#### Input data:

_____

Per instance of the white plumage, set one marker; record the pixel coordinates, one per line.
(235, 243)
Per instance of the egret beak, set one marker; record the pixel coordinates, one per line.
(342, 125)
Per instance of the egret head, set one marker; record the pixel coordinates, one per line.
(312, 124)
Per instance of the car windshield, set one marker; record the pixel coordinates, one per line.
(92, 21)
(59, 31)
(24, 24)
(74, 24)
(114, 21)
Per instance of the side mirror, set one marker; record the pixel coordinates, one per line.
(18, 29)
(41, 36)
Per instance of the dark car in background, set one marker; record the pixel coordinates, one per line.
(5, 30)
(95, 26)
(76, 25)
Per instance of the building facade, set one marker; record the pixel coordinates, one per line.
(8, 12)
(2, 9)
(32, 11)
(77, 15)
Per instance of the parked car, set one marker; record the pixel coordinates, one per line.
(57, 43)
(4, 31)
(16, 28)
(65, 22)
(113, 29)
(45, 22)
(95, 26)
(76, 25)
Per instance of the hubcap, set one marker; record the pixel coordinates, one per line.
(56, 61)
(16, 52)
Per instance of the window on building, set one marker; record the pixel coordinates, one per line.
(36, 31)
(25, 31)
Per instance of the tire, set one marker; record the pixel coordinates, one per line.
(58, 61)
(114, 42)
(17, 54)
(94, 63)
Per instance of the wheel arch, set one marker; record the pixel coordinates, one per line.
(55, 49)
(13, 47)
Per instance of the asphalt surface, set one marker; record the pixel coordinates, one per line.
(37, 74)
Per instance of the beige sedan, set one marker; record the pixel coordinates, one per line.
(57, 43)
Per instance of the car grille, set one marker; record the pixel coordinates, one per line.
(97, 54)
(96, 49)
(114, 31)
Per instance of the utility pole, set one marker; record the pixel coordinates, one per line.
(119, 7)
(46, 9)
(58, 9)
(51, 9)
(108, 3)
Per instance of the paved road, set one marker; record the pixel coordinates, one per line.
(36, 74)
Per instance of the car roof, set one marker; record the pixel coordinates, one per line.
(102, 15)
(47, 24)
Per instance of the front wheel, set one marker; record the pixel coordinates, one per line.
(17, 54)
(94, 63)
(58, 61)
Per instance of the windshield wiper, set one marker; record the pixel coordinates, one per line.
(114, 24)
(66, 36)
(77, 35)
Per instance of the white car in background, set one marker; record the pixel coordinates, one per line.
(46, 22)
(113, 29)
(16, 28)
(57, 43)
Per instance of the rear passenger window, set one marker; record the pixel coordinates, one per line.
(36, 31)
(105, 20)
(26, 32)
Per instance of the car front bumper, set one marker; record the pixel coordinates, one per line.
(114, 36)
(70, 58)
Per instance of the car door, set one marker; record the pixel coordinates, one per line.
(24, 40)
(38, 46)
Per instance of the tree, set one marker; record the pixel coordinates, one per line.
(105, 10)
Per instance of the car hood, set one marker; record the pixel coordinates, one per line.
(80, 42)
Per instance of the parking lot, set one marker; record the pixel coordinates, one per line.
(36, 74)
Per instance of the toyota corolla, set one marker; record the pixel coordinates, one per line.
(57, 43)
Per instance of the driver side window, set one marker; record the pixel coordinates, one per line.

_____

#### Work to be completed:
Could you produce an exact copy of the whole listing?

#### The completed task:
Per instance of the white plumage, set one marker; record the pixel coordinates, one per line.
(235, 243)
Per instance of the egret beak, set one marker; record the pixel coordinates, one per line.
(342, 125)
Per instance of the egret head, set one marker; record the pixel coordinates, one per line.
(312, 124)
Per instance of the car windshield, set one marker; record the pixel coordinates, one per line.
(92, 21)
(59, 31)
(24, 24)
(74, 24)
(114, 21)
Per instance of the side mirror, set one marker; record the pixel coordinates, one per line.
(18, 29)
(41, 36)
Per instance of the dark car in background, set one marker; record the pixel coordinates, one per line.
(5, 30)
(95, 26)
(76, 25)
Per instance of the building facade, set one marker; record the pixel coordinates, one per line.
(8, 12)
(2, 9)
(32, 11)
(77, 15)
Per instance of the parked car, set one marker; record the pixel coordinates, one per line.
(57, 43)
(4, 31)
(16, 28)
(65, 22)
(113, 29)
(45, 22)
(95, 26)
(76, 25)
Per instance of the hubcap, set one marker; record the pixel coordinates, one per line.
(56, 61)
(16, 52)
Per instance of the window on building, set one marker; record the pixel coordinates, one per line.
(36, 31)
(25, 31)
Per instance of the tire, set one marker; record the pixel coordinates, one per line.
(58, 61)
(114, 42)
(17, 54)
(94, 63)
Per instance of the wheel arch, set one marker; record the pixel coordinates, one per line.
(55, 49)
(13, 47)
Per instance of the asphalt surface, set one marker; record the pixel coordinates, one per line.
(37, 74)
Per instance of the beige sedan, set one marker; record the pixel coordinates, one per line.
(57, 43)
Per instance of the car grille, set one marker; record the pixel coordinates, one per line.
(97, 54)
(96, 49)
(114, 31)
Per instance of the utility pole, set one marker; record the pixel coordinates, one per line.
(119, 7)
(46, 9)
(58, 9)
(51, 9)
(108, 3)
Per instance of the paved road, set one marker; record the pixel coordinates, one per line.
(36, 74)
Per instance of the car roof, set one marker; record the pixel coordinates, one per line.
(102, 15)
(47, 24)
Per instance of the front wheel, set one marker; record the pixel coordinates, one per line.
(17, 54)
(94, 63)
(58, 61)
Per instance of the windshield wiper, set one marker; record the pixel coordinates, one per line.
(114, 24)
(66, 36)
(77, 35)
Per instance of the white car in background, set one marker; record the pixel coordinates, one per line.
(46, 22)
(113, 29)
(16, 28)
(57, 43)
Per instance of the rear passenger window, set one marker; record the pixel coordinates, one per line.
(36, 31)
(105, 20)
(26, 32)
Per instance of the car front bumper, set one marker; record the pixel coordinates, one per line.
(114, 36)
(70, 58)
Per instance of the car door, set one marker; record the pixel coordinates, one per line.
(24, 40)
(38, 46)
Per instance of the tree, set one marker; record the pixel coordinates, one per line.
(105, 10)
Per instance of the car hood, set one marker; record the pixel coordinates, one per line.
(80, 42)
Per instance of the parking lot, set one marker; record the pixel coordinates, one per line.
(36, 74)
Per instance of the toyota corolla, set one marker; record the pixel coordinates, one per line.
(57, 43)
Per instance of the driver side window, set one marker; record the pixel coordinates, one per line.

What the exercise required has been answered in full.